### Problem requirements
Exactly and only the lines from the line holding "Objective — one pin per instance of the canyon" to the end of the records should be reproduced. Leave pictures out.

Location annotation dataset excerpts
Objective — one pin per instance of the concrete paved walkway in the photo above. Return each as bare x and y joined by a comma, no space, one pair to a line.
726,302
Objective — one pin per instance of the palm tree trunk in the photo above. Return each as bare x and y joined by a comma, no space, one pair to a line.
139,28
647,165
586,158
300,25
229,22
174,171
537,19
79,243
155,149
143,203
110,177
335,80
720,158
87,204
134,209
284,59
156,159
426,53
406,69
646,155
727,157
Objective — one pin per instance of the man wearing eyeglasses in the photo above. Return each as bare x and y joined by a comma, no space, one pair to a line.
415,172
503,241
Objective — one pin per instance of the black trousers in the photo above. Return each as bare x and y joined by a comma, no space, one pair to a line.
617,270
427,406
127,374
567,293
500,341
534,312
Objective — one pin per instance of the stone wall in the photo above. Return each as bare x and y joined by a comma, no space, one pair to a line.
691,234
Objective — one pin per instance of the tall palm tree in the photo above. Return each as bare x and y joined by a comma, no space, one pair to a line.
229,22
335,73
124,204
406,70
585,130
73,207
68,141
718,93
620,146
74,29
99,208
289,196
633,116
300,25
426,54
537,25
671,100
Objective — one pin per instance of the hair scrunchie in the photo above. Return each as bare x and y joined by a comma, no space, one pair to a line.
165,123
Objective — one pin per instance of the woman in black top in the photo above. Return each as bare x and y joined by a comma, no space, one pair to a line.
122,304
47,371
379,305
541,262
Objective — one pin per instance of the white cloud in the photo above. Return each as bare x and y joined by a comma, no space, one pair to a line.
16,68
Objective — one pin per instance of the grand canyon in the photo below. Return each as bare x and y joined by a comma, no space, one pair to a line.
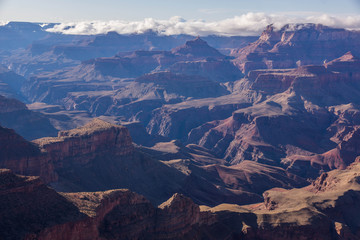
147,136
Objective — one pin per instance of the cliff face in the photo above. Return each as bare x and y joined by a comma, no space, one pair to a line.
327,209
23,157
95,138
305,122
49,157
28,206
121,214
294,45
31,125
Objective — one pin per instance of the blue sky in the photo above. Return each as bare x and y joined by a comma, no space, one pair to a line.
209,10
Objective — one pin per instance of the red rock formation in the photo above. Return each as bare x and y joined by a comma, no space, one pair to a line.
294,45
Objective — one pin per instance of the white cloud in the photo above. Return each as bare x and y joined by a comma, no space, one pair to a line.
243,25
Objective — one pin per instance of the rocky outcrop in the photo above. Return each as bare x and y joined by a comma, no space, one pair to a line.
96,137
29,206
31,210
31,125
197,48
327,209
295,45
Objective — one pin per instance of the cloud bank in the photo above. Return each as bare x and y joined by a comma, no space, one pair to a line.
250,24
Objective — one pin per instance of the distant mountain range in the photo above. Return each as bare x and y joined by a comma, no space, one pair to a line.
225,137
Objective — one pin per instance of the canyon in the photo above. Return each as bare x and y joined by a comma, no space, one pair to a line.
144,136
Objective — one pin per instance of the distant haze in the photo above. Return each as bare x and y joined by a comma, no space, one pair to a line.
249,24
203,17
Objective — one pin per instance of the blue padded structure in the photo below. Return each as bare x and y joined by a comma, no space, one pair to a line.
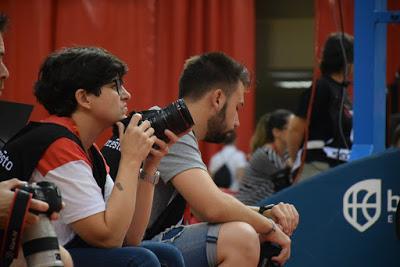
347,214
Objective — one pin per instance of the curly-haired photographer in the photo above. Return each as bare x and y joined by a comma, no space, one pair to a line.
7,193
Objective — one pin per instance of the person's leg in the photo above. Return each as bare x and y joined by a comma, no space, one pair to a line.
238,245
116,257
167,254
203,244
190,240
66,258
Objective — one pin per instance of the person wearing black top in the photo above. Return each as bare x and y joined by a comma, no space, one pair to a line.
330,125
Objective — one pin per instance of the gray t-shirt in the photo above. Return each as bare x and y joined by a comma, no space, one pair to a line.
257,181
182,156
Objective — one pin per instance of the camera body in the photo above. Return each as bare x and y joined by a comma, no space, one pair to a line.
175,117
39,241
267,251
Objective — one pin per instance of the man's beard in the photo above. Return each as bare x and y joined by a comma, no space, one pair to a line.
216,128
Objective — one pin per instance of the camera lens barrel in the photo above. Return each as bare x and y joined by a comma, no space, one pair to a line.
40,244
175,117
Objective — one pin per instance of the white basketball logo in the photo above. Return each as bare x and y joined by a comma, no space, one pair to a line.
362,204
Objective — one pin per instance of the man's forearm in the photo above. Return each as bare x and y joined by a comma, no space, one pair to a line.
141,217
231,209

### Exercise response
Objective — one pin per instance of the canyon in the photo above. Return each as bare x and y joined by a comma, no space, one pair to a line.
144,136
Objective — one pin per instance of the distant haze in the photo above. Return each as bare x and y joined by a comma, no space, one pair to a line.
249,24
203,17
Objective — one pin per instance of the blue padded structure in the photo below. Return each as bare x and y joined by a comma, no space, one pair to a line.
347,214
Objective — one pin per instance of the curly-haired photographer in the photo above. Return each as bare x and y joined by a comma, no space, one pair to a line.
7,193
Objective — one pin per instance of the person's leg in the photo above. Return each as bare x and y joined by a comma, no space, one pair to a line.
238,245
116,257
167,254
203,244
190,240
66,258
Objective — one pin per instance of the person wearing black top in the photo above. Return each as bare x and y joined by a comma, no space, one pair to a line.
330,125
Objective — one pin per instance of the gray t-shirt in the photo above. Return each as bare x and y joined by a comma, no space, one pair to a line.
257,181
182,156
Objective — one pin per instance of the camera body in the photo above. Return each as bare x and y joined by a comma, no space, one pair to a line.
175,117
39,241
267,251
Objective — one pin per instance of the man's beard in the photo above. Return each as bare x and y joined by a comma, no space, one pair to a line.
216,128
Objective — one pin per instance of the camera lens barrel in the photo above. Return each as bare x and y joined by a comma, no space, one pair to a line.
40,244
175,117
Objective — one pin per instance of the white basketball logo in the photo above. Return each as bare x and y joined by a comma, no space, one pair to a line.
362,204
Objective — one pin per instance of the man's forearm in the photo above. Return each as bare x and y joined by a comma, no space, one pair to a line.
141,217
231,209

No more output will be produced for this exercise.